### DO THIS
List, copied in full, every line of the listing below that contains the string "shrub".

═════ RECORDED DATA

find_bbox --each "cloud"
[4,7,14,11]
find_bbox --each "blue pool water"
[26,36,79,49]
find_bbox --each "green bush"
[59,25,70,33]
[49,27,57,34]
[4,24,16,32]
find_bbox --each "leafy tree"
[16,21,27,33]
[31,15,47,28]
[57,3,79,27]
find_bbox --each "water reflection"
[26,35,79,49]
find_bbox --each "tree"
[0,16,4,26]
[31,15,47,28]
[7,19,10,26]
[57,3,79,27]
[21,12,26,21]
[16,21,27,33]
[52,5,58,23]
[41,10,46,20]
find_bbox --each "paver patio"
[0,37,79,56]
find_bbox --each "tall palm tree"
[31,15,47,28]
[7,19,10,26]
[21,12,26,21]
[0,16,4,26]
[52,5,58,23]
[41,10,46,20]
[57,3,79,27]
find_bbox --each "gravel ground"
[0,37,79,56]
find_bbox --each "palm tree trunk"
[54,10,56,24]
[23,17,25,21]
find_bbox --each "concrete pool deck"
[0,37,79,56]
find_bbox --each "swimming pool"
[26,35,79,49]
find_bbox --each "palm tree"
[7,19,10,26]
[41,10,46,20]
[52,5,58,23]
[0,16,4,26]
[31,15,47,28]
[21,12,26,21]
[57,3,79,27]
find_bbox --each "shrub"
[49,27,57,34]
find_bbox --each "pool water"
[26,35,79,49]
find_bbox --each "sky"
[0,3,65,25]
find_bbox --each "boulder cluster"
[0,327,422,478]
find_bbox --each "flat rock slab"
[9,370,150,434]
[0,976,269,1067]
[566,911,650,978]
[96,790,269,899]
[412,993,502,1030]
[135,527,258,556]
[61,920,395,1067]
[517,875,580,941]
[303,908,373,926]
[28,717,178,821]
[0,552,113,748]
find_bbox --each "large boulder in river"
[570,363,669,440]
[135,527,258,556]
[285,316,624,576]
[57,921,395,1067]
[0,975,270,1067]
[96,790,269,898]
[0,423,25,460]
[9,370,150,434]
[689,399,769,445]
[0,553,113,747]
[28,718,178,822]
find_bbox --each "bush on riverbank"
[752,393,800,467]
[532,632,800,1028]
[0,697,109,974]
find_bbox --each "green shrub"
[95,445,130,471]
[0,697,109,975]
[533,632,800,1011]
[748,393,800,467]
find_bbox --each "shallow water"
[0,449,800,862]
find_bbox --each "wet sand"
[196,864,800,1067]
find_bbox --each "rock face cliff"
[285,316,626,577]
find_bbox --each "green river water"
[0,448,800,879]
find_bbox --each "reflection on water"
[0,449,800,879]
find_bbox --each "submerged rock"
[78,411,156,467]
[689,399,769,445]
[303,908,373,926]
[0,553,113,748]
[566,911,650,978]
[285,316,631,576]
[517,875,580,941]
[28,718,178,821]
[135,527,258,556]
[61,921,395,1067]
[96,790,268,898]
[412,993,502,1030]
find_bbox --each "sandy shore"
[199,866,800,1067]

══════════
═════ RECORDED DATA

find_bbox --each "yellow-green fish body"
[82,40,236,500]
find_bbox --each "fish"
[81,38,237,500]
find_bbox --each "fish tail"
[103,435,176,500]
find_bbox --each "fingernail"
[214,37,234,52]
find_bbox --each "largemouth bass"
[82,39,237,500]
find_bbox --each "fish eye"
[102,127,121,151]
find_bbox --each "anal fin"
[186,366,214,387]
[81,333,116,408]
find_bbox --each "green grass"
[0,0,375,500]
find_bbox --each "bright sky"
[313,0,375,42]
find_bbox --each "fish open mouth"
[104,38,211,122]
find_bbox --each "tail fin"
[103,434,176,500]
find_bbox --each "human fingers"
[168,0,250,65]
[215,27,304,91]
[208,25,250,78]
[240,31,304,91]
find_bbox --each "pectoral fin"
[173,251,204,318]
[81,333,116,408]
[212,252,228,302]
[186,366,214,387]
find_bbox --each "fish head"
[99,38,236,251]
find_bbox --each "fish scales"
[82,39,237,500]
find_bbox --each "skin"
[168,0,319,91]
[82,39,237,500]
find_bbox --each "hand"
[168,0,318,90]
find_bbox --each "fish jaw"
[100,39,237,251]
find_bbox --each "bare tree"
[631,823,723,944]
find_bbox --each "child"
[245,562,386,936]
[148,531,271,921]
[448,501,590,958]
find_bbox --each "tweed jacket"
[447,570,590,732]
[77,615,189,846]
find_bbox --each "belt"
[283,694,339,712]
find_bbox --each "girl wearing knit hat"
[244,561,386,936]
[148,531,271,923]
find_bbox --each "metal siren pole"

══════════

### TASK ANSWER
find_bbox --each "shrub"
find_bbox --each "green shrub"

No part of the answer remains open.